**Task to complete**
Scale the data from its first line through the line holding "point(1248, 509)", both ends included. Rewrite those lines in full, requests included, multiplying each coordinate in the answer points by 2.25 and rounding to whole numbers with halves rounded up, while leaving the numbers in the requests and their format samples unchanged.

**Data for the task**
===============
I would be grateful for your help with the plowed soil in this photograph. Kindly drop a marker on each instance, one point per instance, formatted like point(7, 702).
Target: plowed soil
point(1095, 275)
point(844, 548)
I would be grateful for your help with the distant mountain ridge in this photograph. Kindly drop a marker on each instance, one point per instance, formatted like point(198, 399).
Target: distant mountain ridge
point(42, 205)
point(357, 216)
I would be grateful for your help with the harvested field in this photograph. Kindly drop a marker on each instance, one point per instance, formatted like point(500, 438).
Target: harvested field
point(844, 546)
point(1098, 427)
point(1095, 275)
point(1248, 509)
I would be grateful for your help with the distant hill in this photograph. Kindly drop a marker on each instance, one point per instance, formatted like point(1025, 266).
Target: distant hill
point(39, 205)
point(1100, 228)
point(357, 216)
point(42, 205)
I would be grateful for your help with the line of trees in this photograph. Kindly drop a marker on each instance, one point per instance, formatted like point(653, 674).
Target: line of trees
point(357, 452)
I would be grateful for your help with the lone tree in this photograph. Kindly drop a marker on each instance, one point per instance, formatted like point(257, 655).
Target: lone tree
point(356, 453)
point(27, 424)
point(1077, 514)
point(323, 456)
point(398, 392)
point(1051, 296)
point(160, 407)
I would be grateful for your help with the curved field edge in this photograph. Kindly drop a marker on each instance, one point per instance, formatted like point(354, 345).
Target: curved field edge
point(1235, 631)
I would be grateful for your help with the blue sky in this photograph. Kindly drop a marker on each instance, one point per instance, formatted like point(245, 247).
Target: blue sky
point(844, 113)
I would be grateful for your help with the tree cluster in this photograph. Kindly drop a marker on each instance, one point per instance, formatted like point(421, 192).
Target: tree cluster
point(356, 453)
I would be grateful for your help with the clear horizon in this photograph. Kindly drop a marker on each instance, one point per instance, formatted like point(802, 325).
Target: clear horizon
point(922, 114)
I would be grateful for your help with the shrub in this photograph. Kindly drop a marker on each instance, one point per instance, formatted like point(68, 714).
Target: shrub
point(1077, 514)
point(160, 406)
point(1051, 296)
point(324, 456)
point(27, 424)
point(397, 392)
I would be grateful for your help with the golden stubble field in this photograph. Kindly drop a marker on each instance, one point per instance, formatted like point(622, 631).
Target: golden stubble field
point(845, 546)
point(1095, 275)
===============
**Response**
I would be grateful for your help with the plowed soil in this photograph. Kindly drop a marker on each instance, one point per instance, formatted like point(7, 702).
Target: plowed soil
point(2464, 619)
point(1899, 1233)
I would be grateful for your help with the distant mountain ridge in this photograph. Kindly drop a marker on each instance, one point per instance, formatted like point(198, 399).
Target: distant mountain ridge
point(95, 461)
point(803, 486)
I would be grateful for your help with the harvested field in this photograph. Kindly drop a marker on each instance, one point per instance, formatted like point(500, 438).
Target: harvested field
point(1899, 1229)
point(2471, 961)
point(2464, 619)
point(2808, 1145)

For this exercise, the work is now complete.